*DATA SECTION:*
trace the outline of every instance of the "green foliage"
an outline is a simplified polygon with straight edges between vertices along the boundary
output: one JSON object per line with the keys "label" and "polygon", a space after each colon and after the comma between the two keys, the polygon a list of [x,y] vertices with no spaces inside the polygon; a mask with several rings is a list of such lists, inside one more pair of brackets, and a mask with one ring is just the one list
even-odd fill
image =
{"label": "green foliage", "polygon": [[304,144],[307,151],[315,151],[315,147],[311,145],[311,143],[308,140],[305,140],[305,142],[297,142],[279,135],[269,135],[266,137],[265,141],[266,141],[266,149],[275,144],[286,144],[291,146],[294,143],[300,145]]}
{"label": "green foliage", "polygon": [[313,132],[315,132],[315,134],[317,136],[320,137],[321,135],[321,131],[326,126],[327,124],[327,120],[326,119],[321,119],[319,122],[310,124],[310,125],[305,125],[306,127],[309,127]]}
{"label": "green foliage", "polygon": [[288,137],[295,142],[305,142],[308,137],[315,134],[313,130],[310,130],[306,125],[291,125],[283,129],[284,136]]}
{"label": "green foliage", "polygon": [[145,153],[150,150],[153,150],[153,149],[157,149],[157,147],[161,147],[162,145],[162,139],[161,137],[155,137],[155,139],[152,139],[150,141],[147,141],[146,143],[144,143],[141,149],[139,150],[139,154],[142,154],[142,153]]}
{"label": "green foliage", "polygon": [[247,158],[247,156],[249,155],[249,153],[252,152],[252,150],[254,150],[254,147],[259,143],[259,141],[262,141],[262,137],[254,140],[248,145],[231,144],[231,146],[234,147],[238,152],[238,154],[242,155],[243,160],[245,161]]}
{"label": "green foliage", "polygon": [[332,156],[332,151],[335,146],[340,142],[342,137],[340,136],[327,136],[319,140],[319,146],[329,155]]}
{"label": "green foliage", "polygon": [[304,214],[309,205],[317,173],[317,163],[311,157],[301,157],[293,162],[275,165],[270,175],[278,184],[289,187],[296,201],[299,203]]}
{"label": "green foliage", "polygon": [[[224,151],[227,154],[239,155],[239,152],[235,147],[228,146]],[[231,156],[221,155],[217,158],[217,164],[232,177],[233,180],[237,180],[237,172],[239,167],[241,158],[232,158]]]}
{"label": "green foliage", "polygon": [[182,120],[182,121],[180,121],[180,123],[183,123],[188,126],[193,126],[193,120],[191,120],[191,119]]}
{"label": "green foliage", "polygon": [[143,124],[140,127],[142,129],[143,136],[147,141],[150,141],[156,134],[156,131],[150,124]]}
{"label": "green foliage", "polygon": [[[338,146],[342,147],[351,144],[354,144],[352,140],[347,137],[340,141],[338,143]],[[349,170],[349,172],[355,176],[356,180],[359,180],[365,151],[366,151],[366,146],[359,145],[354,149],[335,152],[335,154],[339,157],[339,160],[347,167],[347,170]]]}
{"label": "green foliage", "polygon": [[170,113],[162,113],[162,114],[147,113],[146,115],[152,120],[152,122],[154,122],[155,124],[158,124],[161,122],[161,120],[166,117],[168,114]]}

*EXERCISE PROMPT:* Exactly as written above, please repeat the entries.

*ANSWER TO THIS EXERCISE:*
trace the outline of every instance of the "green foliage"
an outline is a simplified polygon with straight edges between vertices along the boundary
output: one JSON object per line with the keys "label" and "polygon", a space after each colon and after the comma between the two keys, the polygon a list of [x,y] vertices with no spaces inside the polygon; a mask with several rings is a list of such lists, inside one more pair of brackets, and a mask with one ring is just the one list
even-odd fill
image =
{"label": "green foliage", "polygon": [[304,144],[307,151],[315,151],[315,147],[311,145],[311,143],[308,140],[305,140],[305,142],[297,142],[279,135],[269,135],[266,137],[265,141],[266,141],[266,149],[275,144],[286,144],[291,146],[294,143],[300,145]]}
{"label": "green foliage", "polygon": [[313,132],[315,132],[315,134],[317,136],[320,137],[321,135],[321,131],[326,126],[327,124],[327,120],[326,119],[321,119],[319,122],[310,124],[310,125],[305,125],[306,127],[309,127]]}
{"label": "green foliage", "polygon": [[288,137],[295,142],[305,142],[308,137],[315,134],[313,130],[310,130],[306,125],[291,125],[283,129],[284,136]]}
{"label": "green foliage", "polygon": [[145,153],[150,150],[153,150],[153,149],[157,149],[157,147],[161,147],[162,145],[162,139],[161,137],[155,137],[155,139],[152,139],[150,141],[147,141],[146,143],[144,143],[141,149],[139,150],[139,154],[142,154],[142,153]]}
{"label": "green foliage", "polygon": [[247,158],[247,156],[249,155],[249,153],[252,152],[252,150],[254,150],[254,147],[259,143],[259,141],[262,141],[262,137],[254,140],[248,145],[231,144],[231,146],[234,147],[238,152],[238,154],[242,155],[243,160],[245,161]]}
{"label": "green foliage", "polygon": [[332,156],[332,151],[335,146],[340,142],[342,137],[340,136],[327,136],[319,140],[319,146],[329,155]]}
{"label": "green foliage", "polygon": [[304,214],[309,205],[317,173],[317,163],[311,157],[301,157],[293,162],[275,165],[270,175],[278,184],[289,187],[296,201],[299,203]]}
{"label": "green foliage", "polygon": [[[224,151],[227,154],[239,155],[239,152],[235,147],[228,146]],[[231,156],[221,155],[217,158],[217,164],[232,177],[233,180],[237,180],[237,172],[239,167],[241,158],[232,158]]]}
{"label": "green foliage", "polygon": [[182,120],[182,121],[180,121],[180,123],[183,123],[188,126],[193,126],[193,120],[191,120],[191,119]]}
{"label": "green foliage", "polygon": [[143,124],[140,127],[142,129],[143,136],[147,141],[150,141],[156,134],[156,131],[150,124]]}
{"label": "green foliage", "polygon": [[[338,146],[342,147],[351,144],[354,144],[352,140],[347,137],[340,141],[338,143]],[[349,170],[349,172],[355,176],[356,180],[359,180],[365,151],[366,151],[366,146],[359,145],[354,149],[335,152],[335,154],[339,157],[339,160],[347,167],[347,170]]]}
{"label": "green foliage", "polygon": [[170,113],[162,113],[162,114],[147,113],[146,115],[152,120],[152,122],[154,122],[155,124],[158,124],[161,122],[161,120],[166,117],[168,114]]}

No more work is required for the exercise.